*Tasks to perform:*
(A) From the passage about the AllegroGraph applications book, list every language the example client applications in the book will be written in.
(B) Write the next part of the passage about the AllegroGraph applications book, starting after its final sentence.
+++ Document segment +++
I often start out by writing code specific for a single project and then refactor it to make working code more generally useful. I am working on an applications book for the AllegroGraph RDF data store services. Since most people (probably) use Java clients with AllegroGraph, the first step is to wrap Franz's APIs with my own interfaces so for my own work (that is, beyond the scope of writing this book), I can write implementations for other back end RDF data stores as I need them.

I also plan on writing "thin" Scala, JRuby, and Clojure friendly interfaces to my Java library. For the purposes of the book, I'll use this library to support example client applications written in Java, JRuby, Scala, and Clojure. I have a lot of material already written with Lisp examples but I think that I am going to set that all aside for a future writing project (that I may, quite honestly, never get back to). I also decided to not support Python in my book: Franz has a good Python interface library and examples and in any case, I am not a Python developer.
+++ Supplied records +++
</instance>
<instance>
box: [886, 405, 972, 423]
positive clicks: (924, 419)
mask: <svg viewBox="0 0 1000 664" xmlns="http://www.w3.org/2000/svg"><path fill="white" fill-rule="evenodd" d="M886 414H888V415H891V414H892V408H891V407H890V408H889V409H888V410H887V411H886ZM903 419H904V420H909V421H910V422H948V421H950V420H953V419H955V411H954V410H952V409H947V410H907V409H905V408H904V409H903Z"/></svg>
+++
*Results:*
(A) Java, JRuby, Scala, Clojure

(B)
So far, I have a fairly clear road map of what I need for this specific book project. Long term, after this book is done, I am aiming to also wrap other knowledge sources like OpenCyc, Freebase, etc. While it is tempting to view most knowledge sources as graph data (RDF), it seems like a poor idea to give up the inferencing available in OpenCyc, all the features of the Freebase MQL query language, etc.

Since I often find myself reusing my own small code examples to access multiple knowledge sources, it may be time soon to step back and decide what can be placed behind common interfaces.